• _Exercise prompt_
Return every line of the material below that contains the word "cyclist", copying each one in full.

== == ==

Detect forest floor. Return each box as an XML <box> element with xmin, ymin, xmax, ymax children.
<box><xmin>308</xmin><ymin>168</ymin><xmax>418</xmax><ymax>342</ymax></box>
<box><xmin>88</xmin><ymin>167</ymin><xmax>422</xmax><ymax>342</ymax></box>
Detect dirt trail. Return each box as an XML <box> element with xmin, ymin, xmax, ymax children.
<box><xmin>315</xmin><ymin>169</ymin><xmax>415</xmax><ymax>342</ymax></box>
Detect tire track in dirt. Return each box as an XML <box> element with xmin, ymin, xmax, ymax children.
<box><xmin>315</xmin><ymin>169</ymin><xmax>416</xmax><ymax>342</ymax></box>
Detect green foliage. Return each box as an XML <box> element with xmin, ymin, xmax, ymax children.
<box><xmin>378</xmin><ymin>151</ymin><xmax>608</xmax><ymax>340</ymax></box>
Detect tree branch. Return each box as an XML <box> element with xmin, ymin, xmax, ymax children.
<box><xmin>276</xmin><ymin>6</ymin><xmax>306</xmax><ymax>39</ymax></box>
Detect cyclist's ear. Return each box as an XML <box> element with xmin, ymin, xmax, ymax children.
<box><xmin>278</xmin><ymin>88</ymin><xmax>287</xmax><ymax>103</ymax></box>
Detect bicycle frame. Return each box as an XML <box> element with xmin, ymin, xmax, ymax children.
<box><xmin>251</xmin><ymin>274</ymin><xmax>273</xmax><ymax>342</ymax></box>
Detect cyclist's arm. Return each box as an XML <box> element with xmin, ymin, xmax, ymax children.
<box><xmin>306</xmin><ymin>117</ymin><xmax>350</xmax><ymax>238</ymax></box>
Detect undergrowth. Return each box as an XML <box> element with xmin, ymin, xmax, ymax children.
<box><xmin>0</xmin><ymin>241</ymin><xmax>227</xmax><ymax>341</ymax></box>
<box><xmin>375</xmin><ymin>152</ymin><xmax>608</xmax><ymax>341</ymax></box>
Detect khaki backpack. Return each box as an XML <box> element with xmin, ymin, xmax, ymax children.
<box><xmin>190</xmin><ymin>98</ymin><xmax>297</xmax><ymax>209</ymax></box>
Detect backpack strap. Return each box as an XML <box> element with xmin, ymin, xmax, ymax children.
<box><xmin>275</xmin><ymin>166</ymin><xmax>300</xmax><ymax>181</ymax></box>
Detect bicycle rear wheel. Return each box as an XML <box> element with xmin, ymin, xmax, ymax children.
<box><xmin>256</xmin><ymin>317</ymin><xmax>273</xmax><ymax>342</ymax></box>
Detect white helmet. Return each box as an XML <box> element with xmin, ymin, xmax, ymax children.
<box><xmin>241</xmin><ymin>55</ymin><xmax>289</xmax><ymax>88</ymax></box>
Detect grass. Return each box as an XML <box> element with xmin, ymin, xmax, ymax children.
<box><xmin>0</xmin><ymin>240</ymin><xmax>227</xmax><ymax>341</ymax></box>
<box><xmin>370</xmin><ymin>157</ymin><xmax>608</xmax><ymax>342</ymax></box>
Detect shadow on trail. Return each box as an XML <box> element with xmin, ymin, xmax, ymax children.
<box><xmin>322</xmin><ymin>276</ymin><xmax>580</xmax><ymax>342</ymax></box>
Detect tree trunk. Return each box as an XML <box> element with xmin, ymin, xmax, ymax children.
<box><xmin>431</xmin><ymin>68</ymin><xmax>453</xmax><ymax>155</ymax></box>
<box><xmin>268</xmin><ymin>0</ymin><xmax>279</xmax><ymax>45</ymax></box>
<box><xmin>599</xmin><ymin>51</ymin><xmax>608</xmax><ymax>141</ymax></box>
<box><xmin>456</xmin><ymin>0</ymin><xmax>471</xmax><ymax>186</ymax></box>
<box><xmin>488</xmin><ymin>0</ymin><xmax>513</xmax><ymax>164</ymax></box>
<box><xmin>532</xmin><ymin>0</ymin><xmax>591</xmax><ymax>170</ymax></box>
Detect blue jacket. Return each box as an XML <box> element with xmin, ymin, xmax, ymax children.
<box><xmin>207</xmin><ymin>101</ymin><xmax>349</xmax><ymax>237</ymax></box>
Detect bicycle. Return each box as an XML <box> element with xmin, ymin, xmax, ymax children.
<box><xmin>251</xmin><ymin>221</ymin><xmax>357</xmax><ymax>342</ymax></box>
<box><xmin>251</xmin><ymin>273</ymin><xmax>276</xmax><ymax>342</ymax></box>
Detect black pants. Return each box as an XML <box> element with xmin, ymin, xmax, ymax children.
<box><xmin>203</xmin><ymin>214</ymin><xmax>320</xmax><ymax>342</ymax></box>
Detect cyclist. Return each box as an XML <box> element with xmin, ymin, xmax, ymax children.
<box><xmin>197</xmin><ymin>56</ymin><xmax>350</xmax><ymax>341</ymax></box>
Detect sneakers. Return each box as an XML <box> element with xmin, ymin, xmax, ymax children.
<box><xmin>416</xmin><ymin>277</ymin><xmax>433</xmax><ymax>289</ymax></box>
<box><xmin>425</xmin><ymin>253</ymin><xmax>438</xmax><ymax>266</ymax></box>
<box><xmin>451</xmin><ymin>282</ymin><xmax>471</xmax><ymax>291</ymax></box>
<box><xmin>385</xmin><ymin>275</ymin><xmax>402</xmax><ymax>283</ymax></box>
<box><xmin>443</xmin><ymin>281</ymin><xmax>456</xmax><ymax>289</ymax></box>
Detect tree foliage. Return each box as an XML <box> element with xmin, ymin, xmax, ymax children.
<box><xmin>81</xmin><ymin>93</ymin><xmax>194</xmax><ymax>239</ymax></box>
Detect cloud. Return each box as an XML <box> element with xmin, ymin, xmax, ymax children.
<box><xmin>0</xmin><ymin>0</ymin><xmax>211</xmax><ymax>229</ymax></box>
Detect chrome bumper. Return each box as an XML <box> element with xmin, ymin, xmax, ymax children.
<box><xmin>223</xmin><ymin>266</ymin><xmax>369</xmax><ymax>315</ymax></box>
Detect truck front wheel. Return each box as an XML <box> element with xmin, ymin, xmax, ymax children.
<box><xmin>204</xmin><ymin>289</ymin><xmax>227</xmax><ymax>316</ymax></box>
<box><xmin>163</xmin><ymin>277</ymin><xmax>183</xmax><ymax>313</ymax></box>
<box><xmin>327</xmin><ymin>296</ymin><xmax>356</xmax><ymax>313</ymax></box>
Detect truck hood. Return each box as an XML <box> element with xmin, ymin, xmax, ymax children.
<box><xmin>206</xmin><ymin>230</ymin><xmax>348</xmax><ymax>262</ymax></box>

== == ==

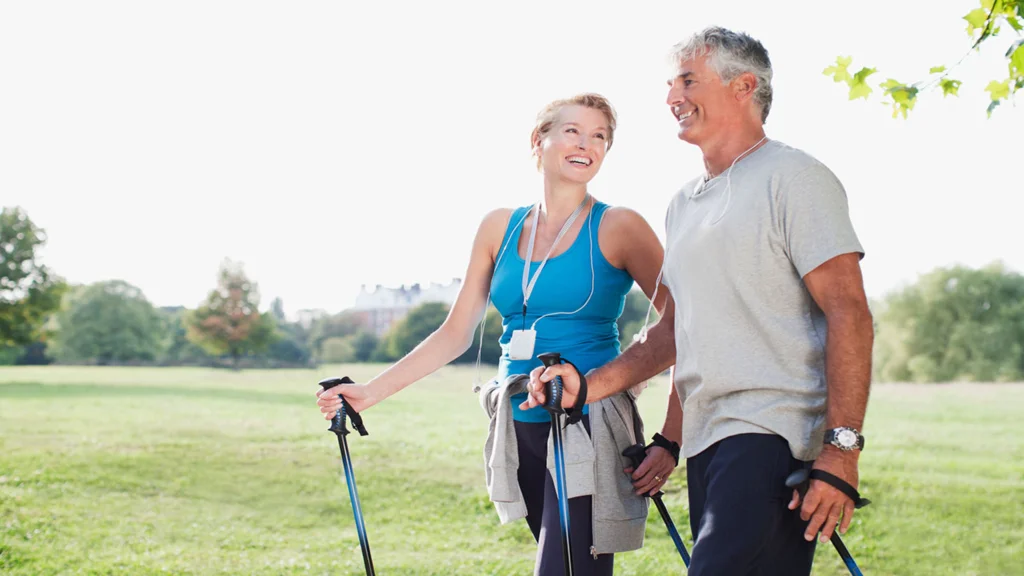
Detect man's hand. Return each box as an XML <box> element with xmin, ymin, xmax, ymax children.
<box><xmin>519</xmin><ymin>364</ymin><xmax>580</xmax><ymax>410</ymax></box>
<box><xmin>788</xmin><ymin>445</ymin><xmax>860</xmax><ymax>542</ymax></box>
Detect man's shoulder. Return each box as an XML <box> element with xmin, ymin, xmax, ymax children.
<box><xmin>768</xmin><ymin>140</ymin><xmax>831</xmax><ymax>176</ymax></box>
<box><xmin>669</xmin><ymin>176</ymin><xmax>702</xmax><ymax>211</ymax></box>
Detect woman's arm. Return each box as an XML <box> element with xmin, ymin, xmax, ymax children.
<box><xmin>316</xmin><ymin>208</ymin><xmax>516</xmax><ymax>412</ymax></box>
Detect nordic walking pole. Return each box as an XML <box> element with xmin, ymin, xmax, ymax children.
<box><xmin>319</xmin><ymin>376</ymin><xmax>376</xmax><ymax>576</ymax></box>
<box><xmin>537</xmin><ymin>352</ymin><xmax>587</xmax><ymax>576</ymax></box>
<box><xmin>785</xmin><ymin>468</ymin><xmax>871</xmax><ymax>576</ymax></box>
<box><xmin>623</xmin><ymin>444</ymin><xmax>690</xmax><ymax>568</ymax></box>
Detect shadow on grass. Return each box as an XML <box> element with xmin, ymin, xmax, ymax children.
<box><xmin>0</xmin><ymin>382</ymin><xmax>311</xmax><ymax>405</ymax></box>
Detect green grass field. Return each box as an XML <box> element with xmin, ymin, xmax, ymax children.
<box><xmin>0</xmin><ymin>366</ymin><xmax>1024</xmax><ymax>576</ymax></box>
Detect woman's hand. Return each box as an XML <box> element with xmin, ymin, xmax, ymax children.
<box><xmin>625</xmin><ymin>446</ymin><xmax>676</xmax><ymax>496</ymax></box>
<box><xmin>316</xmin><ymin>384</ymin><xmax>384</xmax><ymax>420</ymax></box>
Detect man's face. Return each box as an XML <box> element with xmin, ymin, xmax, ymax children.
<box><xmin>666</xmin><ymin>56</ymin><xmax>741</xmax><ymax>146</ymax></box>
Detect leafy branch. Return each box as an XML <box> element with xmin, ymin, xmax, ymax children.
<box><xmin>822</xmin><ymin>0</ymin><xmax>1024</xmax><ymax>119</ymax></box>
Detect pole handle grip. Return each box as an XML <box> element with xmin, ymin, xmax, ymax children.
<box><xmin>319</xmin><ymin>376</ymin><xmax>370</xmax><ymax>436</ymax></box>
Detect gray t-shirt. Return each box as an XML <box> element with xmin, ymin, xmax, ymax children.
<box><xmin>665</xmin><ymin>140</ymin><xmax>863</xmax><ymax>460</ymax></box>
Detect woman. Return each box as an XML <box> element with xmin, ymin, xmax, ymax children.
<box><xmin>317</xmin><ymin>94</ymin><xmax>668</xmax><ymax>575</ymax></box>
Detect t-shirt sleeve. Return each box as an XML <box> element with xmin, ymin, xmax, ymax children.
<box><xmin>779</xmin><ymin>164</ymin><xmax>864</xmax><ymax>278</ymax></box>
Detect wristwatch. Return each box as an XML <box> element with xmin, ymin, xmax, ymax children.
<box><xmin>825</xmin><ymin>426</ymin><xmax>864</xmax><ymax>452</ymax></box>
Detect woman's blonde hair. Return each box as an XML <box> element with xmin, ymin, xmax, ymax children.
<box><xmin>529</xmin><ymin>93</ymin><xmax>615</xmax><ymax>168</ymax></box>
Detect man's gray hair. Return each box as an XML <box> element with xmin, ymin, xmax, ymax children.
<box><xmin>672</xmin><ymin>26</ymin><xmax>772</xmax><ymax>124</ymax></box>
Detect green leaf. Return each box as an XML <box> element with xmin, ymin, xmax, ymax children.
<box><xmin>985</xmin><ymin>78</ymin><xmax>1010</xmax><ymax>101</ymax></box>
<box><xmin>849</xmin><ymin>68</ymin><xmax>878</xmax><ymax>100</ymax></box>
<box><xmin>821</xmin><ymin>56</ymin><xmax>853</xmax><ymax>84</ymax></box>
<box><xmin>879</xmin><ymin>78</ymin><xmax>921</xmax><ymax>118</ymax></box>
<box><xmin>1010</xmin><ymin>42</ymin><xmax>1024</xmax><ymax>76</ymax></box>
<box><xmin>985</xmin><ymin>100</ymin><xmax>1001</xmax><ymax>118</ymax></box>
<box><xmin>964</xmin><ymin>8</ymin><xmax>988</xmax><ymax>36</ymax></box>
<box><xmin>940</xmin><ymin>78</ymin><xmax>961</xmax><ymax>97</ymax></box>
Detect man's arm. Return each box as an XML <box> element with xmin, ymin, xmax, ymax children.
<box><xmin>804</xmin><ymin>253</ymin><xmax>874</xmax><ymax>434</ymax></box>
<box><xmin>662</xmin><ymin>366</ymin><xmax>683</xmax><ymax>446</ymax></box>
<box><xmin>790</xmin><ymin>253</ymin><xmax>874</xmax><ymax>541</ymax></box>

== == ==

• _Answer to this problem_
Detect cyclist's ear. Return each box as an XML <box> element with xmin, ymin, xmax, ymax children.
Detect cyclist's arm. Return each box as an XML <box> element with xmin, ymin, xmax, ymax children.
Detect cyclist. Return each box as an XML <box> element with xmin, ymin, xmax, ymax children.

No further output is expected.